» HOW TO COMPLETE THIS TASK: Every line between the top of the data below and the line with "[locate] tree trunk", both ends included, must be retyped exactly.

» DATA LISTING:
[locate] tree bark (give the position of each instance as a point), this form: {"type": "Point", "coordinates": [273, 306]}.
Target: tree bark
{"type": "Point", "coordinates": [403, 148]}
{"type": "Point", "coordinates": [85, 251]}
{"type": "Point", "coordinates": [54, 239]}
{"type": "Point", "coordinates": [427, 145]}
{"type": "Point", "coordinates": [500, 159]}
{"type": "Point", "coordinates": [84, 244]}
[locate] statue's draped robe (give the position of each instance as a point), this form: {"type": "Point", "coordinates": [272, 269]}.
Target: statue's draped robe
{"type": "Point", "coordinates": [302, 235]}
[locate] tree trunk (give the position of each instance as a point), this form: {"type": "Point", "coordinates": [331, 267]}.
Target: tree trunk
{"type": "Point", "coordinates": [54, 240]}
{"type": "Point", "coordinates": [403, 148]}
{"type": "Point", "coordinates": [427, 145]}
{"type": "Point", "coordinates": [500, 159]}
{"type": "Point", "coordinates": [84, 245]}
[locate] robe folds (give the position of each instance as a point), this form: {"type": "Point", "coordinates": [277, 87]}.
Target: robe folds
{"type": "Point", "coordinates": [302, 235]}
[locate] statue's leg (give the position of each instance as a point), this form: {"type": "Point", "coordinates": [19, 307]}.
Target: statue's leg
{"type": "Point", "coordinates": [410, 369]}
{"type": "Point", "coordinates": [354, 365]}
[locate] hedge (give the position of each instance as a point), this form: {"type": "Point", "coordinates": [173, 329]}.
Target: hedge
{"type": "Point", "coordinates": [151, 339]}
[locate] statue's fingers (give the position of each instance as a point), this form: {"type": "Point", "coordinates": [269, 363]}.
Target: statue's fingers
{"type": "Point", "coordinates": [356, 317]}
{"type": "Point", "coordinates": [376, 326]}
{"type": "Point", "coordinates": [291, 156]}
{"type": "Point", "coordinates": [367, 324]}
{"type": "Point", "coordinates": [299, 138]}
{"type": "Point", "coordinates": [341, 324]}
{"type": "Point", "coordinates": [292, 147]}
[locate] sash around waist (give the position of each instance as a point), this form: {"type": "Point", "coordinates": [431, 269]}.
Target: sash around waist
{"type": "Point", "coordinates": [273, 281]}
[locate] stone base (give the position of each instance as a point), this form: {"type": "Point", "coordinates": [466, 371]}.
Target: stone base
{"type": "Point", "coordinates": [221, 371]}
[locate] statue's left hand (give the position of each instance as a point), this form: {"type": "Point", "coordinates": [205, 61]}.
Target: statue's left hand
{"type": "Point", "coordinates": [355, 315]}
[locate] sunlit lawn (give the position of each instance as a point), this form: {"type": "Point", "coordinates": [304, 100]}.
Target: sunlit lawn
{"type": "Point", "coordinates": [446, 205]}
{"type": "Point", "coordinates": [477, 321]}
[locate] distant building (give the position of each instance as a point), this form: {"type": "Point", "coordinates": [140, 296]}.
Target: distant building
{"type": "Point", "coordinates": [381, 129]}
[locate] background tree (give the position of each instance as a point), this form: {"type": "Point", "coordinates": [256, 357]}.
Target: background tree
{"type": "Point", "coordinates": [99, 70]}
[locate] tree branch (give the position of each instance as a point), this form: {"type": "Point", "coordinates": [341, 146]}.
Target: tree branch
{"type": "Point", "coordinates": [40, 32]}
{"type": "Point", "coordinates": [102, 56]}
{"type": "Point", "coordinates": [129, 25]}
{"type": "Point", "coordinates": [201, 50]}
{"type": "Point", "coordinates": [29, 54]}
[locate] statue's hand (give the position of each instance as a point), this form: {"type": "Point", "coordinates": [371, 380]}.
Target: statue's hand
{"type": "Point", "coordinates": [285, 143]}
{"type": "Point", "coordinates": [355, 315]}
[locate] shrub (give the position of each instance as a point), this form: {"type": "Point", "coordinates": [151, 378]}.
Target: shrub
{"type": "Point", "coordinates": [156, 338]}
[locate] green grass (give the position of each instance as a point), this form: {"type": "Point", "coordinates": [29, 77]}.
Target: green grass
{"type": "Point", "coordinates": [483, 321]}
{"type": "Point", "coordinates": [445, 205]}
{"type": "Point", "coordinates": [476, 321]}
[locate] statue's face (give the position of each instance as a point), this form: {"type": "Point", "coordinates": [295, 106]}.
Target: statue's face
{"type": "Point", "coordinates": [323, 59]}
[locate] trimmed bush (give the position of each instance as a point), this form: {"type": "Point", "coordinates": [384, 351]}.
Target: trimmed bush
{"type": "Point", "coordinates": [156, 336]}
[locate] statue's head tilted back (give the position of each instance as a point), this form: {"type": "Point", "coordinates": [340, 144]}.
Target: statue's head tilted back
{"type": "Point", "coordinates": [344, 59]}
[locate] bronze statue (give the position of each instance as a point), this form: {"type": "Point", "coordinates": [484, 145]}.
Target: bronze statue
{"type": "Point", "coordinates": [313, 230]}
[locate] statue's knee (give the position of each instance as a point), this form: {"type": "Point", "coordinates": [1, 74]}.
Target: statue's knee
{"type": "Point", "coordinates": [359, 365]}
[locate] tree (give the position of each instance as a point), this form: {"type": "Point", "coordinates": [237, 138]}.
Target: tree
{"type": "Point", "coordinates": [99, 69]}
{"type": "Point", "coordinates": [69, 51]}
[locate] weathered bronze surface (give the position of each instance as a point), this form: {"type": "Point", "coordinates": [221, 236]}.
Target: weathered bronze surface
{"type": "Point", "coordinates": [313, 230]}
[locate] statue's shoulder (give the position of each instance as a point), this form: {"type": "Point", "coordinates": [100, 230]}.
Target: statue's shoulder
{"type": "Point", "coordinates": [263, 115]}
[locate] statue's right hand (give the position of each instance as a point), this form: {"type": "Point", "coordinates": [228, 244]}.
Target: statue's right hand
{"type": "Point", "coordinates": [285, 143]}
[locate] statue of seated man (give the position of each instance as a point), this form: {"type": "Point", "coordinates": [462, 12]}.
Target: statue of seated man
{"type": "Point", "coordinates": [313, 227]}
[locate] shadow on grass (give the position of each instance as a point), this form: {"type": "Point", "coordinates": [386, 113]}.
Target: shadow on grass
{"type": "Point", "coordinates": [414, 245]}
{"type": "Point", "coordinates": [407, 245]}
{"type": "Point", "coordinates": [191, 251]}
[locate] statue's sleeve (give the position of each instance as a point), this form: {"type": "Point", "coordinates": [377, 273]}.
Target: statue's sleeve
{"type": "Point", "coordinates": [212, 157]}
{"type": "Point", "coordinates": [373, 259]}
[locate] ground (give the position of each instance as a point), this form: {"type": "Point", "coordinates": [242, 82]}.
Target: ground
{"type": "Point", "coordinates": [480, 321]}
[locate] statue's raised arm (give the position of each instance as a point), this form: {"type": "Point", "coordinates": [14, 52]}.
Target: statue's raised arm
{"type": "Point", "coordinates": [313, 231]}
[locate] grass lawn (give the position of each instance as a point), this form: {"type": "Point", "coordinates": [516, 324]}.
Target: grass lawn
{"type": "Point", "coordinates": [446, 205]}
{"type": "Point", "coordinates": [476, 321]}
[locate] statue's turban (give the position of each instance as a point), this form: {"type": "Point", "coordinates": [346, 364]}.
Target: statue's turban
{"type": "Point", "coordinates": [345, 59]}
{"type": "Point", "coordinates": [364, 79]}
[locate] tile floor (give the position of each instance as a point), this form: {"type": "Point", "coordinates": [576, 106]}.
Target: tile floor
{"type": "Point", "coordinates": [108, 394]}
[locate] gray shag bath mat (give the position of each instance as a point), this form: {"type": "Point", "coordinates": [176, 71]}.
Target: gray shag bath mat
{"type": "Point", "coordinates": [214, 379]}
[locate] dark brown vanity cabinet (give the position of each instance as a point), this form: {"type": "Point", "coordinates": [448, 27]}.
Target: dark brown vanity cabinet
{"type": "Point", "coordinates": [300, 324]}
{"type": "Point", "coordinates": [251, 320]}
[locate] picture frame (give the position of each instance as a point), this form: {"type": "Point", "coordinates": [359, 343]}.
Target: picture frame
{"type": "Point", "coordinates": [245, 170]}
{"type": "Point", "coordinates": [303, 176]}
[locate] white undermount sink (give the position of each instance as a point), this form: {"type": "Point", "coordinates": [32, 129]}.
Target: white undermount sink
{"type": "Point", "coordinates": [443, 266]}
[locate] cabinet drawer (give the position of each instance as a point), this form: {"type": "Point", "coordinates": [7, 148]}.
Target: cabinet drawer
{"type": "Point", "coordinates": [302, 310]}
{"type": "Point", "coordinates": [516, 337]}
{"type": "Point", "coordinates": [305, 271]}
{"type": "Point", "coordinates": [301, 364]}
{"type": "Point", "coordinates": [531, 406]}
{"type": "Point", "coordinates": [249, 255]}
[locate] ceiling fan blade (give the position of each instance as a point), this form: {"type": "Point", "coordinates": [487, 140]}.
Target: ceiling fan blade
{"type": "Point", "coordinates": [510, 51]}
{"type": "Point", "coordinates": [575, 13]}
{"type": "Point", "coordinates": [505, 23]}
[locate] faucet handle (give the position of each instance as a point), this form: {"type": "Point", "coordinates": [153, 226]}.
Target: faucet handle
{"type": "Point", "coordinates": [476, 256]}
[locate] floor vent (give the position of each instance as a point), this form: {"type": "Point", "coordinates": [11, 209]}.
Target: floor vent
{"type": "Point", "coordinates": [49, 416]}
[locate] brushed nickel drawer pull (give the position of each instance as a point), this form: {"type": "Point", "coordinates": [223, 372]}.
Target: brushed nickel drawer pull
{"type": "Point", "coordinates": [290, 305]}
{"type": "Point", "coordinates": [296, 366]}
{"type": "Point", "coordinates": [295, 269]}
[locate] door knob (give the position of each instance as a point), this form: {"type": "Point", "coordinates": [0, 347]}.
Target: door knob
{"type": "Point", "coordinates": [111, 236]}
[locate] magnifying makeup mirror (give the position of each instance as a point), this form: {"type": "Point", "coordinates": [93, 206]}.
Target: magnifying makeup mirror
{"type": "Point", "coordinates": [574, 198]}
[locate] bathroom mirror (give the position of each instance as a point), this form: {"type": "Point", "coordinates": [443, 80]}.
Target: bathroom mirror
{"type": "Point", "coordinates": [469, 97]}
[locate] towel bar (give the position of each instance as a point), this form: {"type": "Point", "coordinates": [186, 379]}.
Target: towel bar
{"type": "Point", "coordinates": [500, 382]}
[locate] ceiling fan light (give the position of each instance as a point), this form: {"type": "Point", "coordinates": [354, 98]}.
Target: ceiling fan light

» SOLVED PROBLEM:
[locate] tree bark (give the position of each instance as a point), this form: {"type": "Point", "coordinates": [273, 306]}.
Target: tree bark
{"type": "Point", "coordinates": [403, 148]}
{"type": "Point", "coordinates": [85, 251]}
{"type": "Point", "coordinates": [54, 239]}
{"type": "Point", "coordinates": [427, 145]}
{"type": "Point", "coordinates": [500, 159]}
{"type": "Point", "coordinates": [84, 244]}
[locate] statue's draped robe (give the position of each instance as a point), this form: {"type": "Point", "coordinates": [272, 269]}.
Target: statue's draped robe
{"type": "Point", "coordinates": [302, 235]}
[locate] tree trunk (give the position of each instance as a point), this form: {"type": "Point", "coordinates": [331, 267]}.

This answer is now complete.